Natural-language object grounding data

_____

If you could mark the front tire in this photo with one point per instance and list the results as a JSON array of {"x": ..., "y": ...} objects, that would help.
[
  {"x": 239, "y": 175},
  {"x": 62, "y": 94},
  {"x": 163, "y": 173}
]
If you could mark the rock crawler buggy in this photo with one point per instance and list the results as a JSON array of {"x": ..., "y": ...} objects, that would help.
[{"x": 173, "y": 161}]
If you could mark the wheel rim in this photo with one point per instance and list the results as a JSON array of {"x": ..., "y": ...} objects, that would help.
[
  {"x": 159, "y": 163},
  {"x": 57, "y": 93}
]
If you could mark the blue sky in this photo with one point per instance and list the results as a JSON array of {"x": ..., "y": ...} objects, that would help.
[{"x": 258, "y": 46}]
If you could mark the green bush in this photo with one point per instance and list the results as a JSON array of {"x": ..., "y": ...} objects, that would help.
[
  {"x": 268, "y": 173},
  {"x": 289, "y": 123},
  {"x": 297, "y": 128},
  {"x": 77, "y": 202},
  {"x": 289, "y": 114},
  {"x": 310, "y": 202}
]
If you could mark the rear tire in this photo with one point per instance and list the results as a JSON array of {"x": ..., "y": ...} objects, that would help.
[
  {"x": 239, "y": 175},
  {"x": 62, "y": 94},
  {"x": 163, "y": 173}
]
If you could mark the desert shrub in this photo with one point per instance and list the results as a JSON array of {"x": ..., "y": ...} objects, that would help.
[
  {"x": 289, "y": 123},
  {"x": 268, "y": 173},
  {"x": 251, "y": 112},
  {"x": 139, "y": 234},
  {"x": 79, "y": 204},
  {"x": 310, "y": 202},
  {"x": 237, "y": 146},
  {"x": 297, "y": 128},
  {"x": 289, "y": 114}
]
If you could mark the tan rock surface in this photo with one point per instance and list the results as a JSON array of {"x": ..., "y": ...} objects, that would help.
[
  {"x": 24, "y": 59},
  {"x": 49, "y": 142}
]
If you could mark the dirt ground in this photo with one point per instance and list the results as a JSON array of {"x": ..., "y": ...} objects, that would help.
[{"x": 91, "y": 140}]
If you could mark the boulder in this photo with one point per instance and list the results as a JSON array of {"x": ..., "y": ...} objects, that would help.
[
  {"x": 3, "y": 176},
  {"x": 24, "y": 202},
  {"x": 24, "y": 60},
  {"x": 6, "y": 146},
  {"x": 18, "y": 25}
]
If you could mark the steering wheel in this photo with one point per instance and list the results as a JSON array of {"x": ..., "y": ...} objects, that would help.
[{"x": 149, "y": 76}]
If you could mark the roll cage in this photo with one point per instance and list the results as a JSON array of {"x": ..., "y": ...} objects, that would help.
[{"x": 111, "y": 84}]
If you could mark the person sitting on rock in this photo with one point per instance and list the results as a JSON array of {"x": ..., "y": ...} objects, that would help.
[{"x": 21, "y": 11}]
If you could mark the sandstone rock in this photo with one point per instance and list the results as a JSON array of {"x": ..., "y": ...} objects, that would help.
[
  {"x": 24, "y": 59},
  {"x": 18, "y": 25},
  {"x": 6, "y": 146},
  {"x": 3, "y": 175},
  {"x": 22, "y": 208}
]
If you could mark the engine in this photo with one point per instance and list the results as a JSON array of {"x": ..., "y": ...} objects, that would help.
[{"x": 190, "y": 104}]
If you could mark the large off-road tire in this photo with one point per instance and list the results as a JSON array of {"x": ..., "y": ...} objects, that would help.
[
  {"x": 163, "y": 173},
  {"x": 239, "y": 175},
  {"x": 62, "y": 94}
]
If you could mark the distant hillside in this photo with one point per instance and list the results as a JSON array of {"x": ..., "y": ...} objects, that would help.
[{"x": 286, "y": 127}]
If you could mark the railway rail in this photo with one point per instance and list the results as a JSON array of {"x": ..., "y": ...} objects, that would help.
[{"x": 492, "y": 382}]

_____

◆ TASK PROMPT:
If a line appears above, it belongs in your answer, printed exactly.

◆ SOLUTION TO THIS EXERCISE:
If you could mark the front tire in this photo with one point per instance and list the results as a JSON array of {"x": ..., "y": ...} objects, that would help.
[
  {"x": 239, "y": 175},
  {"x": 62, "y": 94},
  {"x": 163, "y": 173}
]
If you could mark the rock crawler buggy in this photo with one point per instance and list the results as a JSON array of {"x": ..., "y": ...} objects, that would help.
[{"x": 173, "y": 161}]
If you could mark the wheel rim in this photo with one point per instance and list the results as a JSON array of {"x": ..., "y": ...} objects, that would help.
[
  {"x": 159, "y": 163},
  {"x": 57, "y": 93}
]
If you could mark the blue sky in this photo with one point per instance and list the results as a JSON array of {"x": ..., "y": ...} objects, that would help.
[{"x": 258, "y": 46}]
If you could mark the green bush in this photo with one point per instance and list the results as a JSON array of {"x": ..., "y": ...} objects, that would help.
[
  {"x": 268, "y": 173},
  {"x": 289, "y": 123},
  {"x": 297, "y": 128},
  {"x": 77, "y": 202},
  {"x": 289, "y": 114},
  {"x": 310, "y": 202}
]
If you could mark the rear tire in this photo with one point per instance and list the results as a JSON array of {"x": ..., "y": ...} objects, that would help.
[
  {"x": 239, "y": 175},
  {"x": 62, "y": 94},
  {"x": 163, "y": 173}
]
If you could mark the desert shrub in this photo with one point per instance and list the results as a JSON array of {"x": ..., "y": ...} objects, that would help.
[
  {"x": 289, "y": 123},
  {"x": 268, "y": 173},
  {"x": 251, "y": 112},
  {"x": 139, "y": 234},
  {"x": 79, "y": 204},
  {"x": 310, "y": 202},
  {"x": 237, "y": 146},
  {"x": 297, "y": 128},
  {"x": 289, "y": 114}
]
If you could mark the tan rock surface in this photo with one point per instance and list the results as a JSON array of {"x": ..., "y": ...} objects, that would help.
[
  {"x": 24, "y": 59},
  {"x": 49, "y": 142}
]
If you could mark the dirt ground in this photo with one point per instance and list the results as a JSON array of {"x": ..., "y": ...} objects, that would help.
[{"x": 91, "y": 140}]
If you could mark the boulder in this photo with one point per instance and list the results as a JSON array of {"x": ..., "y": ...} objects, that would help.
[
  {"x": 3, "y": 176},
  {"x": 24, "y": 202},
  {"x": 24, "y": 60},
  {"x": 6, "y": 146},
  {"x": 18, "y": 25}
]
If you could mark the steering wheel in this photo with one point per instance and list the results as a JSON array of {"x": ..., "y": ...} objects, that would help.
[{"x": 149, "y": 76}]
If you could mark the roll cage in this photo with one point per instance and list the results as a JSON array of {"x": ..., "y": ...} objects, that would help.
[{"x": 111, "y": 84}]
If you could mark the person sitting on rock in this photo with one point per instance and list the results as a JSON array of {"x": ..., "y": ...} objects, that would help.
[{"x": 21, "y": 11}]
If you could mark the sandstone rock in this photo with one point per instance and list the results as a JSON array of {"x": ..., "y": ...} objects, that would help.
[
  {"x": 24, "y": 59},
  {"x": 18, "y": 25},
  {"x": 6, "y": 146},
  {"x": 3, "y": 175},
  {"x": 22, "y": 208}
]
If you could mark the engine in this photo with one point per instance and list the results as a JSON array of {"x": ..., "y": ...} objects, that would help.
[{"x": 190, "y": 104}]
If you could mark the large off-road tire in this photo with one point per instance and list the results as a JSON array of {"x": ..., "y": ...} objects, that would help.
[
  {"x": 163, "y": 173},
  {"x": 239, "y": 175},
  {"x": 62, "y": 94}
]
If you could mark the distant hillside in this photo with one point per instance and list the results as a JSON array of {"x": ..., "y": ...} objects, that would help.
[{"x": 286, "y": 127}]
If you could mark the railway rail in this photo with one point per instance and list the results as a JSON array of {"x": ..., "y": ...} objects, that would help.
[{"x": 492, "y": 382}]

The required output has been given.